**STUDY QUESTIONS**.
1. Translate the sentence "A C compiler is not a single executable." from the trusting-trust forum thread into Spanish.
2. According to the trusting-trust forum thread, why would DDC likely be significantly more difficult with gcc than with a compiler that is a single executable? Answer in one to three sentences.
3. In the trusting-trust forum thread, reproduce the stretch from "Please have a" through "computers (I think).".

Please have a look at David A. Wheeler’s page on Trusting trust [1], including his 2009 PhD dissertation [2], where he clearly demonstrates that it is possible to have trusted (not in the MS sense...) computers (I think).

You may also be interested in 'Countering "Trusting Trust"' on Schneier's website [3], which discusses a 2006 paper, also by Wheeler.

[1] http://www.dwheeler.com/trusting-trust/ [2] http://www.dwheeler.com/trusting-trust/dissertation/html/whe... [3] https://www.schneier.com/blog/archives/2006/01/countering_tr...


A C compiler is not a single executable. If you take gcc, compiling C code involves a preprocessor, a compiler, an assembler and a linker (and that's a.simplified view). To make matters worse, the assembler and the linker are not even part of the GCC source code, they're a separate project. That would likely make the process of DDC significantly more difficult than if the compiler was actually a single executable. Also, there are other things involved in the whole process, like the CRT static objects, dynamic libraries and the dynamic loader. That's many more items to trust. You could even add the kernel to the list.


My memory on that was that it let you know whether you could trust your compiler. I couldn't remember if it extended ot the rest of the tool chain. Nor did I remember if it really hinged on deterministic builds. I'll have to retry it.


This is a good talk regarding "Trusting Trust" for binary toolchains http://youtu.be/QogdeTy7cDc


Strictly speaking, it lets you know that your compiler binary matches its source. You can then read the source to decide if you trust the compiler (and others can audit it, can audit binaries generated from it, &c, &c). At which point, as raving-richard says, you can start to trust that your other utilities match their source as well. Which source also should be audited, &c, &c.


Right, my point is having deterministic builds of firefox aren't even really needed for this. If you trust your compiler, you trust your compiler. What does it matter if you have a non-deterministic build of a utility. You trust what is non-deterministically building it.

**EXTRACTED ENTRIES**.
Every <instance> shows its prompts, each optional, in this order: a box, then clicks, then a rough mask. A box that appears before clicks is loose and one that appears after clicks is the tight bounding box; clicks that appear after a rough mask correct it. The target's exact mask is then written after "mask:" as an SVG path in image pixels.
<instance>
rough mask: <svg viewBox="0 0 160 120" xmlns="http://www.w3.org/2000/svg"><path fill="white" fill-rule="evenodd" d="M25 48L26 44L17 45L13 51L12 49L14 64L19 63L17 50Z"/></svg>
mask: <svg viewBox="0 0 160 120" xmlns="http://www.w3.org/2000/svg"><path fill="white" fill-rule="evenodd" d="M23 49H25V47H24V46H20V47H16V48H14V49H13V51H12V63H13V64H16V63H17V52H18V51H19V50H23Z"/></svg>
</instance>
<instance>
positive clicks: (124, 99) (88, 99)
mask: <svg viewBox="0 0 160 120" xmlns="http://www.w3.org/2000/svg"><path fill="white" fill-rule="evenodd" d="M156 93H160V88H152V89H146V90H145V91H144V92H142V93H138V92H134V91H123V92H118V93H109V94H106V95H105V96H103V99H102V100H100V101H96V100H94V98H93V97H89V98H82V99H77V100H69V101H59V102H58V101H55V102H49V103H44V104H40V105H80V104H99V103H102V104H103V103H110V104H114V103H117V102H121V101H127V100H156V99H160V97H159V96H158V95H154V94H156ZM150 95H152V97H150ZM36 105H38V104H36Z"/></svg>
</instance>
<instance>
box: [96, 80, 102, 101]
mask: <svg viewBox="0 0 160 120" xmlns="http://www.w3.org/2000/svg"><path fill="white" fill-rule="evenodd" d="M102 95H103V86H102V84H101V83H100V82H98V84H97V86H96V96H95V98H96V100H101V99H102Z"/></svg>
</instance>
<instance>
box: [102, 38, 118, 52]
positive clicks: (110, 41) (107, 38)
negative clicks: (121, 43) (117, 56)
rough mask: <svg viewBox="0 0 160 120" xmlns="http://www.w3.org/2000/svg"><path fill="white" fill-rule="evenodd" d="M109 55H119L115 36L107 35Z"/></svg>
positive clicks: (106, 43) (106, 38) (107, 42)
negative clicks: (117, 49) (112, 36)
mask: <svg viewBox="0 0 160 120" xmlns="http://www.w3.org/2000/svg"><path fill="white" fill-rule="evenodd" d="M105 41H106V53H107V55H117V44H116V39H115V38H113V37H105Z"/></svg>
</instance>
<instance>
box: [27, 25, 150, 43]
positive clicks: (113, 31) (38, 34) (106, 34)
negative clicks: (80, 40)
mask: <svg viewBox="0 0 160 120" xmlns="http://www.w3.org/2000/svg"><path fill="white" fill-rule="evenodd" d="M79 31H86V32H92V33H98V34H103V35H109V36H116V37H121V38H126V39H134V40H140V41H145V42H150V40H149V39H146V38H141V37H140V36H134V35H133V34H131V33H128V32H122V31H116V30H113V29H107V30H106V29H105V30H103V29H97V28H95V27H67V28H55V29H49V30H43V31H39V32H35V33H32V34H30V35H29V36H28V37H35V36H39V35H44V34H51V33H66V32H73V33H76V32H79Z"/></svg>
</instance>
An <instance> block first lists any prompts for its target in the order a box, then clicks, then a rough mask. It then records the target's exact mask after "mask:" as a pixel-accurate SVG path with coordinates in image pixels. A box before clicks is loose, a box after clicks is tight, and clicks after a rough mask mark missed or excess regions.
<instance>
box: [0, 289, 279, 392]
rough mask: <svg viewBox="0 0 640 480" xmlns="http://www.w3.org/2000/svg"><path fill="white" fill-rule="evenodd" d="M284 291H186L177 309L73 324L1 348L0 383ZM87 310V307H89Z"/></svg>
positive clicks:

**ANSWER SECTION**.
1. Un compilador de C no es un único ejecutable.

2. With gcc, compiling C code involves a preprocessor, a compiler, an assembler and a linker rather than one executable. On top of that, the assembler and the linker are not even part of the GCC source code but belong to a separate project.

3.
Please have a look at David A. Wheeler’s page on Trusting trust [1], including his 2009 PhD dissertation [2], where he clearly demonstrates that it is possible to have trusted (not in the MS sense...) computers (I think).